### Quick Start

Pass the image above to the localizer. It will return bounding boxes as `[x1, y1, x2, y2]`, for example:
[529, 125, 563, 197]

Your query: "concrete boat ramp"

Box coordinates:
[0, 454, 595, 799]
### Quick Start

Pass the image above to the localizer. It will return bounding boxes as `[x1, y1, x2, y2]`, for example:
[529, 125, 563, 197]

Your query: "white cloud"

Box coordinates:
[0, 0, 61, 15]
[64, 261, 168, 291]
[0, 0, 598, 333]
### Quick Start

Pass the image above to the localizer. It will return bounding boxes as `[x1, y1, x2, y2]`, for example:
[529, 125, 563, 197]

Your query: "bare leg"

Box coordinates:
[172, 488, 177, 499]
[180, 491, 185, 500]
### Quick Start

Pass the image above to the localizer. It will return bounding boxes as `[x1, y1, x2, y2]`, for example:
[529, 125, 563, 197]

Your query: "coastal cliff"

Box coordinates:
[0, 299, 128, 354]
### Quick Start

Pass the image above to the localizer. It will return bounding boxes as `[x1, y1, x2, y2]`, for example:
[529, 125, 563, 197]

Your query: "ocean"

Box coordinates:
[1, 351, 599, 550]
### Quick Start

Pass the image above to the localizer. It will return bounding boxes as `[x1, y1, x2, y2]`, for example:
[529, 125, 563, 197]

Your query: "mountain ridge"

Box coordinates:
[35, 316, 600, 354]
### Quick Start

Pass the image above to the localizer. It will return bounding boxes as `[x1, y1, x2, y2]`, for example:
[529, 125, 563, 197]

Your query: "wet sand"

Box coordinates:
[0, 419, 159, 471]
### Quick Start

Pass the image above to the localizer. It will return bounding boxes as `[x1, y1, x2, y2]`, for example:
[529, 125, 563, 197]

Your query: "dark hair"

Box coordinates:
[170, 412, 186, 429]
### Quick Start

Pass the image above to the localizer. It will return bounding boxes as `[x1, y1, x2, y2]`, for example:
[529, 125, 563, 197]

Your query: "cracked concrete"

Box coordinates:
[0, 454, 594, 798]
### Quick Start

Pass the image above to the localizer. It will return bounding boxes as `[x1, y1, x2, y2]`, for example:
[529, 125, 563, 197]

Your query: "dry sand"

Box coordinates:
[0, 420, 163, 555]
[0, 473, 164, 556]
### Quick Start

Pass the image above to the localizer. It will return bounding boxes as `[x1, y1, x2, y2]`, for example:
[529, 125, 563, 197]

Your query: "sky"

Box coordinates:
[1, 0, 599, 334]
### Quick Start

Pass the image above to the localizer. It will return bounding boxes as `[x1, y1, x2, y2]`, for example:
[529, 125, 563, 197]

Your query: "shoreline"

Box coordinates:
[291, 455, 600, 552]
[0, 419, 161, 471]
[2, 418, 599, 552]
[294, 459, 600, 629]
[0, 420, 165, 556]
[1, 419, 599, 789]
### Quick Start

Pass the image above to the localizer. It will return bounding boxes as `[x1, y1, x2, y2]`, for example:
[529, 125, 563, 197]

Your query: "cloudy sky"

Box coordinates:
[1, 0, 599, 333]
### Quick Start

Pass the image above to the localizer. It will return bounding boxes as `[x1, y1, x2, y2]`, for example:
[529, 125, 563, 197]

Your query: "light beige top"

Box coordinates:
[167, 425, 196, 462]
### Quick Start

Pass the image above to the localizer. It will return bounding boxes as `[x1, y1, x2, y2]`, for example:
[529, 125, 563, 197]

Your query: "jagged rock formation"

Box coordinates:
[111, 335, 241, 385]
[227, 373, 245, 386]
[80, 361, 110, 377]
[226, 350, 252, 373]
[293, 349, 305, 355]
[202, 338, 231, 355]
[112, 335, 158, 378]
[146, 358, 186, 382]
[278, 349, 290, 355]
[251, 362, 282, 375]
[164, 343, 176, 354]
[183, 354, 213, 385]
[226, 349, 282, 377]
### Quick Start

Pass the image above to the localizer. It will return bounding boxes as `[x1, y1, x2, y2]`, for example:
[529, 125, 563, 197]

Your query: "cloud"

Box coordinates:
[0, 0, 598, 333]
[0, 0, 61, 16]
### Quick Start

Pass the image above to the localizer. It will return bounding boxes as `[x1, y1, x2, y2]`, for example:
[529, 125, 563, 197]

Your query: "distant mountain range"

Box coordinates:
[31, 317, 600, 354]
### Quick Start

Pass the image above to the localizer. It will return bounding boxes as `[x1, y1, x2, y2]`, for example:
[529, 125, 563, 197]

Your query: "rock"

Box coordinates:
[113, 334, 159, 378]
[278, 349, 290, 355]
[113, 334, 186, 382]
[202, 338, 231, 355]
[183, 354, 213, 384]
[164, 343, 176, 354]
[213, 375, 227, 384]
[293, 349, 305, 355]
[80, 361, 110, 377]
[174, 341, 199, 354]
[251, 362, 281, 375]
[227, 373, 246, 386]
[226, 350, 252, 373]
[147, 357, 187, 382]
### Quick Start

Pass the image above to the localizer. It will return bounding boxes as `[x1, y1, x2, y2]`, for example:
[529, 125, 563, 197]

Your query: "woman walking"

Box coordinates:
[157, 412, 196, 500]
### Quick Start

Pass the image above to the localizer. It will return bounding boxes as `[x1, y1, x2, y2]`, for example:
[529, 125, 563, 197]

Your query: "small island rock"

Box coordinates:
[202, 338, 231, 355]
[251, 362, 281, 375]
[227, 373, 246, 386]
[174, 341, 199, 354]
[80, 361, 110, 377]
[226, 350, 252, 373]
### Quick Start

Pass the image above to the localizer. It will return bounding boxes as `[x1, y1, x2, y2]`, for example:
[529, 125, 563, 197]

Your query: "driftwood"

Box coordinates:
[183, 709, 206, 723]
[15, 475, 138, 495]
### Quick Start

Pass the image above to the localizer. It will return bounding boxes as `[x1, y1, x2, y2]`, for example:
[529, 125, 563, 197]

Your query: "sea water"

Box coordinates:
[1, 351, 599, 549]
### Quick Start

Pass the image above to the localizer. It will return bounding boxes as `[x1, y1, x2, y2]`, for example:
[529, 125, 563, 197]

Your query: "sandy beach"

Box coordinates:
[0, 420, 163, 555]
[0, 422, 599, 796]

■ Task brief ■
From the material above, gather all lines that include the string "rock" and copy them.

■ Answer to this task ■
Your query: "jagged rock formation"
Your query: "rock"
Your query: "small island rock"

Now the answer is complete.